FRAGMENTO DEL TEXTO:

Con respecto al Bullying no es una realidad nueva, siempre ha existido, aunque no tuviese nombre en inglés. Este fenómeno responde a las normas de clan primario que se establecen en los grupos de menores, desde el principio de los tiempos, de un modo animal. Como en toda manada, en estos grupos se erige un líder; no será el más ejemplar, ni el más inteligente, sino el más fuerte y esa fortaleza, sin remedio, va unida al ejercicio de la crueldad.
Los adultos, calmados por la madurez y trabajados por la experiencia, no podemos comprender qué tipo de fascinación ejerce el repetidor con su gorra calzada con visera hacia atrás y su chulería desafiante sobre el resto del grupo, por qué casi todas las chicas beben los vientos por él y los chicos lo admiran, lo jalean y buscan su amistad, pero ésas son las reglas de las comunidades primarias y si volvemos la vista a nuestra infancia, podremos evocar situaciones similares.
El líder necesita afianzar su poder continuamente, dando pruebas de su fortaleza para procurarse un nivel superior. Para ello busca víctimas que someter y humillar; piezas de caza que adornarán su currículum de trofeos. A ese objetivo cargará contra los niños débiles: los tímidos, los pasivos, los acomplejados…Su grupo de adeptos lo apoyará, unos por simpatía, otros por miedo a perder su favor, y la vida del perjudicado se convertirá en un infierno, pues, en cualquier caso, son muchos contra uno solo hasta que se localice el próximo.
Los síntomas del niño que padece Bullying son inequívocos. Pierde la autoestima, se aísla, se vuelve huraño y, si antes fue un alumno ejemplar, empieza a traer malas notas. Es imposible que pueda concentrarse en los estudios, al pensar en las vejaciones y palizas que le esperan al día siguiente. Lo más probable es que no le diga nada de lo ocurrido a sus padres, ni tampoco a los profesores. Vive su acoso con vergüenza y sentimiento de culpabilidad, pues cree que si una mayoría lo maltrata, debe ser porque se lo merece.
Los adultos no entendemos esta actitud, porque nos es imposible retrotraernos a la infancia para evocar cuáles eran nuestras condiciones de clan; las mismas, ajenas al mundo de los mayores.

FILAS PROPORCIONADAS:

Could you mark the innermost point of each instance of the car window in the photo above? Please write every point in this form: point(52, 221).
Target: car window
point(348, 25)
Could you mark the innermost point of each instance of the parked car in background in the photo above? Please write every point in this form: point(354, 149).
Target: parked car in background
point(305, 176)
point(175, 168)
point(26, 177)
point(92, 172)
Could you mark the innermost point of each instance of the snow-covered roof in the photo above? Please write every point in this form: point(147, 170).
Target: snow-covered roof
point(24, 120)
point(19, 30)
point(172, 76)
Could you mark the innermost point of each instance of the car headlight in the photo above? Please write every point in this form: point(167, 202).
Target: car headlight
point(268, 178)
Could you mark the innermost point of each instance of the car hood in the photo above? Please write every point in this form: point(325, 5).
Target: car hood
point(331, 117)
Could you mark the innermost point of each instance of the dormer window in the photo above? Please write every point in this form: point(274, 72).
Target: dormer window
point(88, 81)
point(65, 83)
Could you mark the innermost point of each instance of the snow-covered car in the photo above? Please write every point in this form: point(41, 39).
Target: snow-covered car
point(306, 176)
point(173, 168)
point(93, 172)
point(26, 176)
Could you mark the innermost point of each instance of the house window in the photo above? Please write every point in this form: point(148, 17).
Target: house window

...

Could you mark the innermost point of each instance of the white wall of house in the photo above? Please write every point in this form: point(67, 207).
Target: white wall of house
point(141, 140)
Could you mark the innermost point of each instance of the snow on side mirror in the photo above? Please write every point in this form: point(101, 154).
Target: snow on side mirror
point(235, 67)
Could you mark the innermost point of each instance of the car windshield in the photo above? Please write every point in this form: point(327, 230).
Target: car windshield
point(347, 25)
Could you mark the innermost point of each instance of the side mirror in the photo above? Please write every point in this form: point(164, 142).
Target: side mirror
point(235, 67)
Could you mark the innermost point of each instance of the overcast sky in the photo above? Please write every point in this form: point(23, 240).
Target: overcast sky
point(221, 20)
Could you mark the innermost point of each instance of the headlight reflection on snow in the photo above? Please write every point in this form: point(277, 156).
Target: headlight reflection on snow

PREGUNTAS POR RESPONDER:
- 1) Reproduce sin cambios el pasaje del texto sobre el bullying que comienza con las palabras que contienen "Los síntomas del" y termina con "de los mayores.".
- 2) Responde estas preguntas sobre el texto del bullying:
(a) ¿Quién se erige como líder en los grupos de menores?
(b) ¿Contra qué niños cargará el líder?
(c) ¿Por qué el niño acosado vive su acoso con sentimiento de culpabilidad?
- 3) Prolonga el texto sobre el bullying a partir de su última oración.

RESPUESTAS:
- 1)
Los síntomas del niño que padece Bullying son inequívocos. Pierde la autoestima, se aísla, se vuelve huraño y, si antes fue un alumno ejemplar, empieza a traer malas notas. Es imposible que pueda concentrarse en los estudios, al pensar en las vejaciones y palizas que le esperan al día siguiente. Lo más probable es que no le diga nada de lo ocurrido a sus padres, ni tampoco a los profesores. Vive su acoso con vergüenza y sentimiento de culpabilidad, pues cree que si una mayoría lo maltrata, debe ser porque se lo merece.
Los adultos no entendemos esta actitud, porque nos es imposible retrotraernos a la infancia para evocar cuáles eran nuestras condiciones de clan; las mismas, ajenas al mundo de los mayores.

- 2)
(a) El más fuerte, no el más ejemplar ni el más inteligente.
(b) Contra los niños débiles: los tímidos, los pasivos, los acomplejados.
(c) Porque cree que, si una mayoría lo maltrata, debe ser porque se lo merece.

- 3)
Una profesora o profesor detecta el Bullying, pero si lo denuncia, suele fracasar. Lo más normal es que el propio alumno lo niegue, porque lo lleva como una vergüenza y porque teme la represalia de los acosadores. En el fondo, lo que más le gustaría es ganarse la simpatía del líder, pues es su única salvación, y ser el protegido del profe no es el mejor salvoconducto en este caso. Es más, si logra la aceptación del grupo salvaje, será el más cruel saboteador de la próxima víctima. Pero si no lo logra o le vencen los escrúpulos puede que, fatalmente, propicie su propio fin ¿quién aguanta semejante pesadilla, un día tras otro?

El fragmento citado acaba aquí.